Özkan Şener, who owns a bicycle shop on the first floor of the building, told reporters that it was him who notified others about an imminent collapse. Şener told Demirören News Agency (DHA) that he started hearing cracks from the building, some half an hour before he rushed to warn residents. "I think Wednesday's (4.2 magnitude) earthquake in Çanakkale (some 310 kilometers, or 190 miles, southwest of Zeytinburnu) might have worsened it. The building was not very sturdy. There are five flats, and only three were occupied. I knocked on their doors and told them to leave if they want to live," he said. Şener said he and others checked the exterior and saw cracks on the walls. He said there were some 20 people in the building before evacuation.
The Istanbul Governorate said in a statement that the building was constructed in 1995 (four years before a major earthquake that hit northwestern Turkey forced an overhaul of building regulations) and had no building permit.
"I thought it was an earthquake," Onur Ayvaz, a resident of a neighboring building told Anadolu Agency (AA) Thursday. Ayvaz said he was sleeping when he heard the noise. "I think it hit our house while collapsing. I was so scared and ran downstairs. When I went out, there was dust everywhere," he said. Aslan Türkmen, an eyewitness, said everywhere "went dark" when the building collapsed. Türkmen, who lives across the street, said it was an old building and was likely not built on stable ground. Türkmen said some people had already left the building fearing their safety.

● Stored data
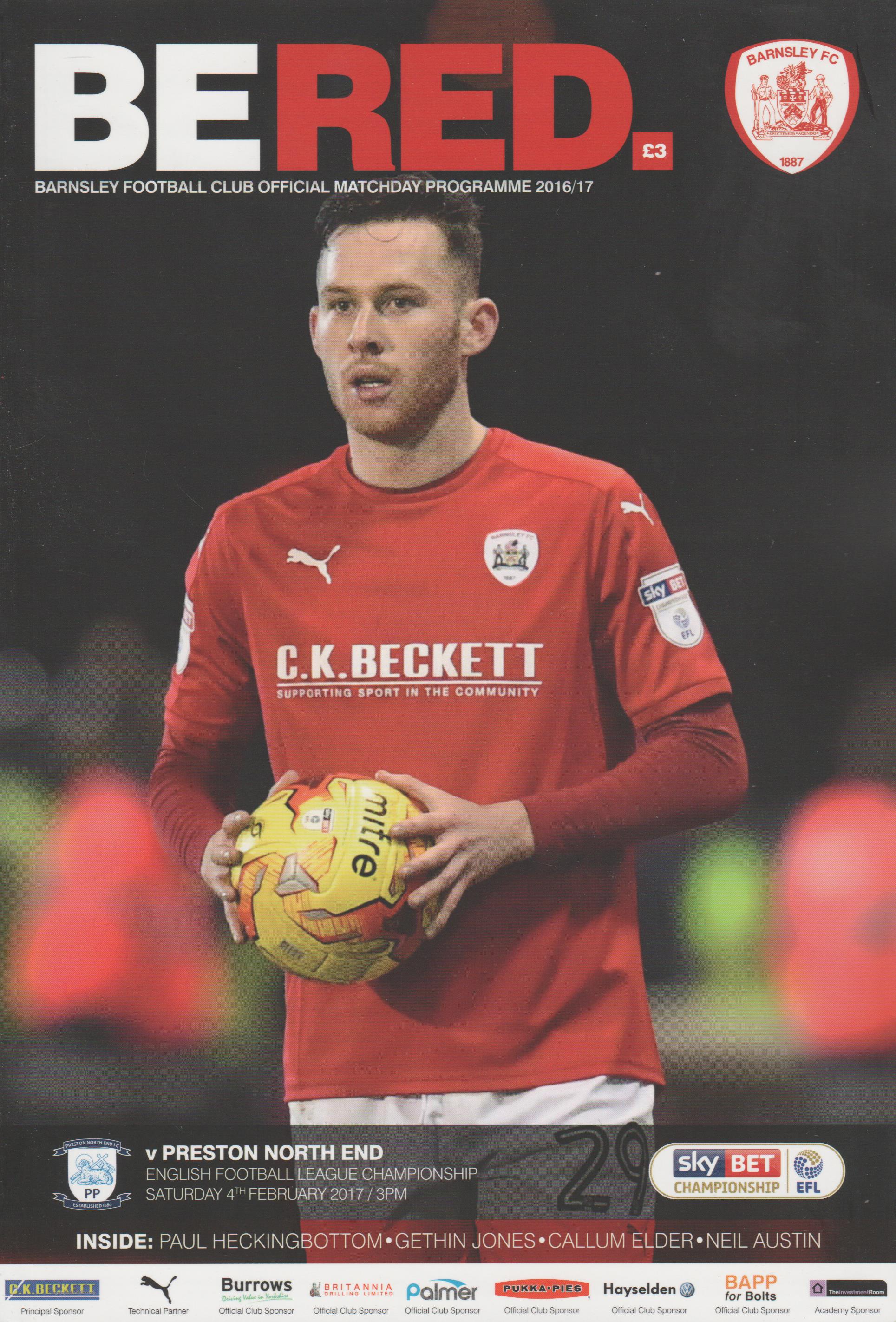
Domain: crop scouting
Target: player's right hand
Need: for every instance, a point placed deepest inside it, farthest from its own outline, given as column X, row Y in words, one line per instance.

● Tasks to perform
a) Answer these from the building collapse account:
(i) How many flats did the building have, and how many were occupied?
(ii) In what year was the building constructed, according to the Istanbul Governorate?
(iii) What was Onur Ayvaz doing when he heard the noise?
b) Name every person the building collapse account mentions by name.
c) Write a continuation of the account of the building collapse.

● In response
a)
(i) Five flats, three of them occupied.
(ii) 1995.
(iii) Sleeping.

b) Özkan Şener, Onur Ayvaz, Aslan Türkmen

c)
"This is Istanbul’s most critical problem," city’s mayor Ekrem İmamoğlu said as he visited the site of the collapse with other officials. "There are nearly 200,000 risky buildings in the city and they need to be transformed. We hope we find a solution to this problem before something (more) serious happens," he told reporters.
Twenty-one people were killed when an eight-story building collapsed in Kartal, on Istanbul's Asian side, in February 2019. There an investigation revealed that the cause of the collapse was unsafe construction material and illegal additions to the building.